Exercise description -> Locate each line of the material that contains "dark", then return it.

┌──

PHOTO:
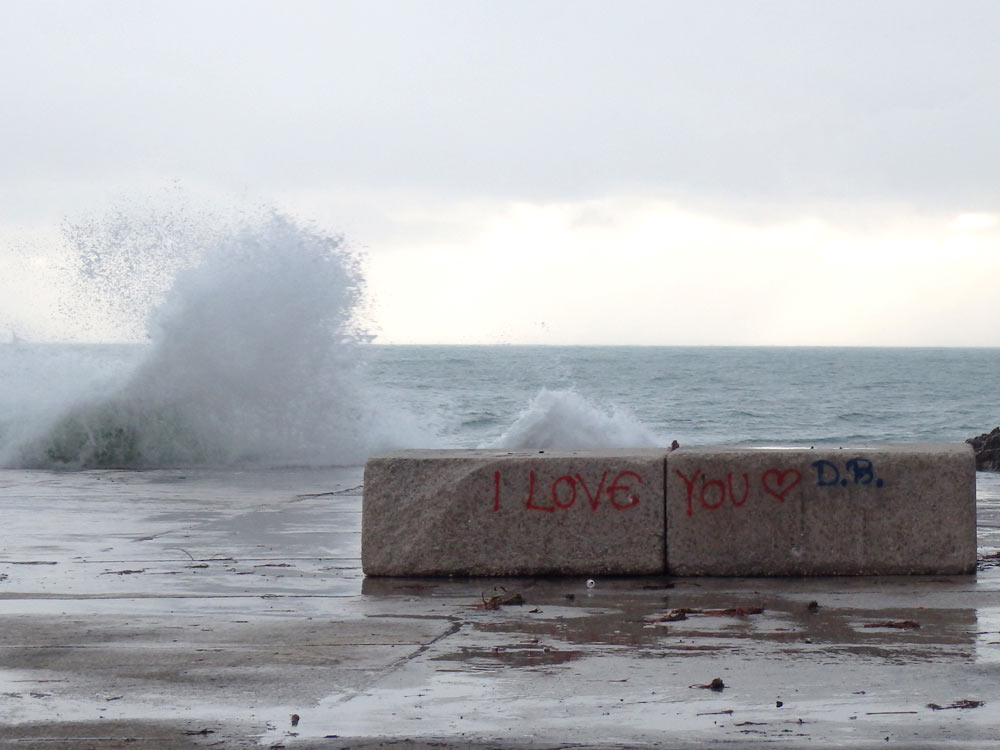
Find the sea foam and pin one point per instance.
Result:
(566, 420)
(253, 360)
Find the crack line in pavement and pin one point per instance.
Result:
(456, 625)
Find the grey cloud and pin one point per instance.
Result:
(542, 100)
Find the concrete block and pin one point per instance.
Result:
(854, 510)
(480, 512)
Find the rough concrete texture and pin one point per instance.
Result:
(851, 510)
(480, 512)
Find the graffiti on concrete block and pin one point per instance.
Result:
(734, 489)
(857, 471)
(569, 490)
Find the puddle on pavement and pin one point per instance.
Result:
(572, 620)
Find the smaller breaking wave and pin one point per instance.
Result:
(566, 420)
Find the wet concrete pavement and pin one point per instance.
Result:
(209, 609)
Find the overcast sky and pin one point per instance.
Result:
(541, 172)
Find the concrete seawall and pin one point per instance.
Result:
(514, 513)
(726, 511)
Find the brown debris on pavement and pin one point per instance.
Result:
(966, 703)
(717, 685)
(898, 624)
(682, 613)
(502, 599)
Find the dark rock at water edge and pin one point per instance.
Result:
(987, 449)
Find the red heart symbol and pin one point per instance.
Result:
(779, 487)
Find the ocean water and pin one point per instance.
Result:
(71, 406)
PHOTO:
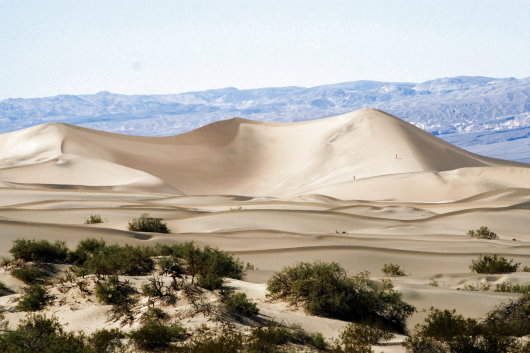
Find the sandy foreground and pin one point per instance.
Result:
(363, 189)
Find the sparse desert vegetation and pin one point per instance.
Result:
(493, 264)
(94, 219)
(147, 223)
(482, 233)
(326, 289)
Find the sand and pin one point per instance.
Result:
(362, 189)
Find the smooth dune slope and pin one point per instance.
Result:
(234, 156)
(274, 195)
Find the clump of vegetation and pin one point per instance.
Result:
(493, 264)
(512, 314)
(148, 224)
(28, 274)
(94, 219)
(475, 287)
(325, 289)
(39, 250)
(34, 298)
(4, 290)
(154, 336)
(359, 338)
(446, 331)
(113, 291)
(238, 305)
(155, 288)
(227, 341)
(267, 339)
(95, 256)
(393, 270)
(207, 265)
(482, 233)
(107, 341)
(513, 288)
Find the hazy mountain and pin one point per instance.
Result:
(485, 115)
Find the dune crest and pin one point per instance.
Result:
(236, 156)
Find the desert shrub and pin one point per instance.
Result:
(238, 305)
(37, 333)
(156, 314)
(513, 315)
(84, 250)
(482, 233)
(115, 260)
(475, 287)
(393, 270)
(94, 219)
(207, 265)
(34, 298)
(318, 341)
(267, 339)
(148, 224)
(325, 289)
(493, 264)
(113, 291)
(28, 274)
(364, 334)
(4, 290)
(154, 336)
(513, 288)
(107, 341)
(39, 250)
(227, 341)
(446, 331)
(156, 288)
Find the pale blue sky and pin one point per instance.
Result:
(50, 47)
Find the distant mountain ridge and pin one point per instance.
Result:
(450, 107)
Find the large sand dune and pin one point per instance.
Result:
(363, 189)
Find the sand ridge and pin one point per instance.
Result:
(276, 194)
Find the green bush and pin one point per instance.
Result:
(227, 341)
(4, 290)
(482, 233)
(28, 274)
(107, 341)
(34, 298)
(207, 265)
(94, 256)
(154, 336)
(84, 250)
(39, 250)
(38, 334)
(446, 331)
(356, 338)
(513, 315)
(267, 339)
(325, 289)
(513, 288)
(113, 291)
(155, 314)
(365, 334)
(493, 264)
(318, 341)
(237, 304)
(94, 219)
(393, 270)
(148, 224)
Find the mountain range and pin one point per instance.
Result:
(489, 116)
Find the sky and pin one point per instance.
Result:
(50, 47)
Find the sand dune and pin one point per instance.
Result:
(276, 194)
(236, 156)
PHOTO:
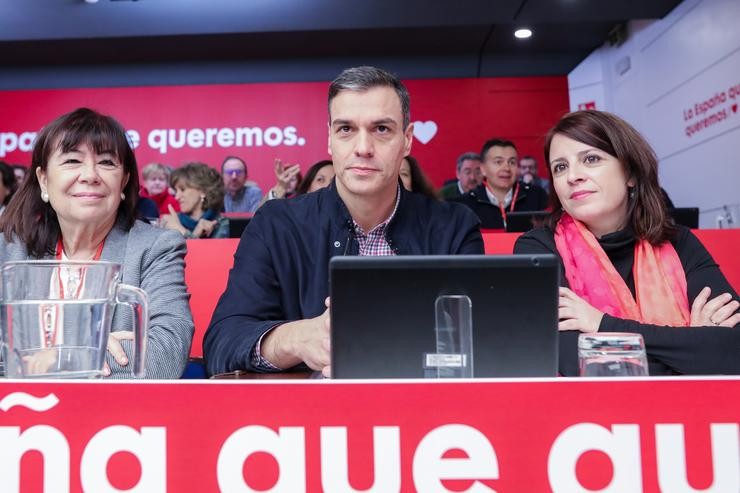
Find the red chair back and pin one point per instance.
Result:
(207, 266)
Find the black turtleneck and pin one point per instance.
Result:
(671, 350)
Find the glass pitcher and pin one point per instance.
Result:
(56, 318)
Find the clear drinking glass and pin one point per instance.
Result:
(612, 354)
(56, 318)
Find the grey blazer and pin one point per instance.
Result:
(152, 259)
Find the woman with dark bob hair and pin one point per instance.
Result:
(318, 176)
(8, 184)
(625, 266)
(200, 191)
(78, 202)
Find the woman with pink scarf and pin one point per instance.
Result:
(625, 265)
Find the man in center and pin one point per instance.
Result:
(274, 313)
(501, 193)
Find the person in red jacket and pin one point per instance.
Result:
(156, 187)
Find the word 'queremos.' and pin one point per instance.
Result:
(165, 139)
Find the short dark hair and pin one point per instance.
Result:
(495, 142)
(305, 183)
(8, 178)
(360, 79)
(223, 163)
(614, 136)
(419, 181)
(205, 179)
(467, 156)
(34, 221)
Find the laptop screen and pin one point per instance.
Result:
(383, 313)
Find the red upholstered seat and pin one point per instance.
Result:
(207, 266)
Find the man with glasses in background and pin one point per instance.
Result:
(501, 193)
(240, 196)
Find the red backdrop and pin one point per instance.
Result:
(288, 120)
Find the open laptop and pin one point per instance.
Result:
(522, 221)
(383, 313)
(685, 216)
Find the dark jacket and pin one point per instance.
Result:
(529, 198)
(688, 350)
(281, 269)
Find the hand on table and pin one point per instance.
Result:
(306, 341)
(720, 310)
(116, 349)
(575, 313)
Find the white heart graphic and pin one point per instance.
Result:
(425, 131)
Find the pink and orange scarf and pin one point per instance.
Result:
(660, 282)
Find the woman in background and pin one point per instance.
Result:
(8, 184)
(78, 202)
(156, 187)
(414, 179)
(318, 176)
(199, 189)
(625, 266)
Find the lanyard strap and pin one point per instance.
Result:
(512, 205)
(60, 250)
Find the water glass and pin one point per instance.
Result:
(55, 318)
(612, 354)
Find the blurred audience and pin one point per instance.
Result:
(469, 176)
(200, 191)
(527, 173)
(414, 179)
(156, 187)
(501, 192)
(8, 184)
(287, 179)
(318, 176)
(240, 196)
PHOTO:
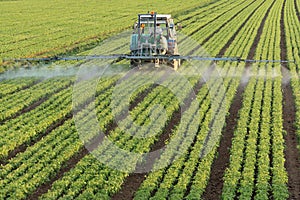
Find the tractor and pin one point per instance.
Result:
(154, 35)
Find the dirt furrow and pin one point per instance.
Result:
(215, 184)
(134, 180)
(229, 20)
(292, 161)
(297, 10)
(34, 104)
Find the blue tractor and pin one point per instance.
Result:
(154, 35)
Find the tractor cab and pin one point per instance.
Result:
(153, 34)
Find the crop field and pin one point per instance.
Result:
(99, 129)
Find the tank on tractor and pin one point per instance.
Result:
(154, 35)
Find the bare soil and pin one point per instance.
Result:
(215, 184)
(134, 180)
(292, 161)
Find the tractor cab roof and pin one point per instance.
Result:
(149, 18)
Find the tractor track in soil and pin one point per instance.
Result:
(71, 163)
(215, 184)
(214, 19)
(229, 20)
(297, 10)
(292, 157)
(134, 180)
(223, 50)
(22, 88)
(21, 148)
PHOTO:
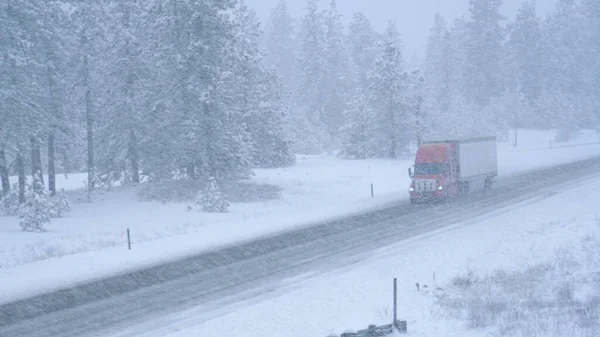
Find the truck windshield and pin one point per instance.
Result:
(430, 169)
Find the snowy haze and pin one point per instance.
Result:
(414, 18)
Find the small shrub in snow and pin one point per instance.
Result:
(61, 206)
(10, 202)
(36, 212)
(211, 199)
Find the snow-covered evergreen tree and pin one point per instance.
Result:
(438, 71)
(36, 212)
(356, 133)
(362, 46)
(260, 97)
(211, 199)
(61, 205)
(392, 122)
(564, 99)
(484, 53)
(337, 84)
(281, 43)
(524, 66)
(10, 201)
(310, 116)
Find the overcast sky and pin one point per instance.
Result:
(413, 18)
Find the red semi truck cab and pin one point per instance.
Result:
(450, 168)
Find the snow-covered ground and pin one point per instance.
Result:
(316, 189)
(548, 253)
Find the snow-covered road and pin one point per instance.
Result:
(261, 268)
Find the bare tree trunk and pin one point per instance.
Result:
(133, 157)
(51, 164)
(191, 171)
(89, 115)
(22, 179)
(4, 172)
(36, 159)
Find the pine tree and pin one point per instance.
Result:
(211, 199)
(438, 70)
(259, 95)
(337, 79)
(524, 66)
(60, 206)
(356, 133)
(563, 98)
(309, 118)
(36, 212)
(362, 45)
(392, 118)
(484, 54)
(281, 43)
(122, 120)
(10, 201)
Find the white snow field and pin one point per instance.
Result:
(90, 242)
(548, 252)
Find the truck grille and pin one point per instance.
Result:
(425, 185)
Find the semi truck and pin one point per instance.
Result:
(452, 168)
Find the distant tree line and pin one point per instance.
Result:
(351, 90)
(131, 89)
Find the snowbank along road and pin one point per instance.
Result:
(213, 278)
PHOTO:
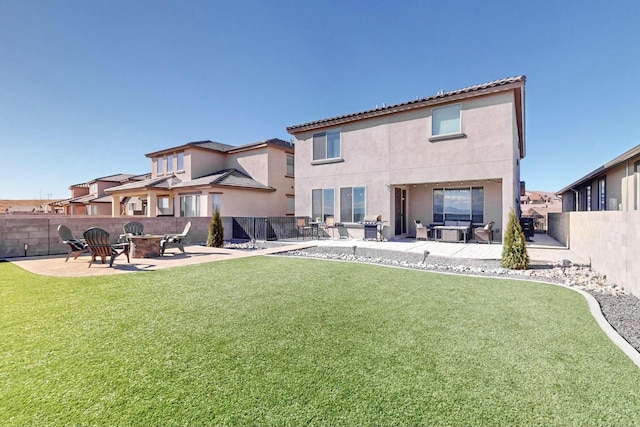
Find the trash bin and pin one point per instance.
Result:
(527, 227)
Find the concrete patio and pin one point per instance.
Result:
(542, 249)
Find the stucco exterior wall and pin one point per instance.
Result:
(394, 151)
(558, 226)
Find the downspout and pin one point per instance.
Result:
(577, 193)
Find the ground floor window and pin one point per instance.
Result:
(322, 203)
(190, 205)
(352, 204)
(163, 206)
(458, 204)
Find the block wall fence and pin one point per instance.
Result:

└──

Response area ->
Find the dark rock at water edge and pin one point per instance.
Find the woman with dark bob hair and pin one point per instance.
Find the short dark hair and pin one point per instance.
Find the dark jacket and pin one point per instance.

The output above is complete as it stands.